### Source text:
Shrinking Kinetics of Solid State Nanopores
As part of this project we investigated the Scanning Electron Microscope induced shrinking of Focused Ion Beam drilled nanopores. We demonstrated the ability to tailor the diameter of these pores down to under 10 nm. Pores thus fabricated were then used to detect individual molecules of λ-DNA with the ionic current blockade technique. The mechanism of shrinkage and the internal profile of the pores were also investigated as was the dependence of the pores’ conductance on their geometry. The above videos show TEM tomograms of an FIB drilled 100 nm pore and the real time shrinking of a 70 nm pore. Further information can be found in our paper titled “SEM-induced shrinking of solid-state nanopores for single molecule detection“.

### Activity:
In the text on nanopore shrinking, what did the shrunken pores detect?

### Source data:
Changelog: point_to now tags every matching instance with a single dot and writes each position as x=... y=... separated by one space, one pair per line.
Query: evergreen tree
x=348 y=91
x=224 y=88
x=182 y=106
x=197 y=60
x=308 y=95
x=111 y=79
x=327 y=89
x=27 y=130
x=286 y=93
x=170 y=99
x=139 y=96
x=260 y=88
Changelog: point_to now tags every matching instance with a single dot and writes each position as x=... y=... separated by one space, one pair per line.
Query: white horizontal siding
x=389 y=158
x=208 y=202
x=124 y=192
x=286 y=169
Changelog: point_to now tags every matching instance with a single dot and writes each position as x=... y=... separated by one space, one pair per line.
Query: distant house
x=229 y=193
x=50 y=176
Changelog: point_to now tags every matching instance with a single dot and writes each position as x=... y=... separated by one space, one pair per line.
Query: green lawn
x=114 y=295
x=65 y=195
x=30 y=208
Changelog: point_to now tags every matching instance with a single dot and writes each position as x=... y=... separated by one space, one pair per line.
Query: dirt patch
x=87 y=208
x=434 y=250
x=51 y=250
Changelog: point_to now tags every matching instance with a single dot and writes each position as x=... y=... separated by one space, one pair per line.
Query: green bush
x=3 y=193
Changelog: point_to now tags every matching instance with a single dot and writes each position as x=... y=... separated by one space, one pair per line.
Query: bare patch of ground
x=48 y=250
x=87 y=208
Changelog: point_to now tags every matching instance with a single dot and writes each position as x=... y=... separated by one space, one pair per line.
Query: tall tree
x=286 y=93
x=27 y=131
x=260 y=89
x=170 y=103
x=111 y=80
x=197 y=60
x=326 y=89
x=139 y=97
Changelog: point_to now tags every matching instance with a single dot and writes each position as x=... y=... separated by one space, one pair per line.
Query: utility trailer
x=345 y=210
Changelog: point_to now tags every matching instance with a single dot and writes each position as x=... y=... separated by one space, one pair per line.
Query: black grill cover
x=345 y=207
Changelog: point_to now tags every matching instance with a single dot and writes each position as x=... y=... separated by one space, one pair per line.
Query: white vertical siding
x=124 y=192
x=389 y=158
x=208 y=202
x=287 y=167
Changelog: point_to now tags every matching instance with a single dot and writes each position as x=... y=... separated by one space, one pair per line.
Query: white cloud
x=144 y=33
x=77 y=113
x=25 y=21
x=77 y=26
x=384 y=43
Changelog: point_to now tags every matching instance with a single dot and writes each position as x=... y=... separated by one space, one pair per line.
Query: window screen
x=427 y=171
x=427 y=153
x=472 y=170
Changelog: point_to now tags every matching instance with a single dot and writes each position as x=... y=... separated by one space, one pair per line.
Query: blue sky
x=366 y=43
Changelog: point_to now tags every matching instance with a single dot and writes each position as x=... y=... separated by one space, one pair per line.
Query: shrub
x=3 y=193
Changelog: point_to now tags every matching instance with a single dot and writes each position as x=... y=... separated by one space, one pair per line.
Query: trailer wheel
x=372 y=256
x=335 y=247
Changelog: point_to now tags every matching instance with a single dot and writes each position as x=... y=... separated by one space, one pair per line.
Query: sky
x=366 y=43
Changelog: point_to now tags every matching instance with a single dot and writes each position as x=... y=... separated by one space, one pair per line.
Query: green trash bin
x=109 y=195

### Solution to this exercise:
Individual molecules of λ-DNA, detected with the ionic current blockade technique.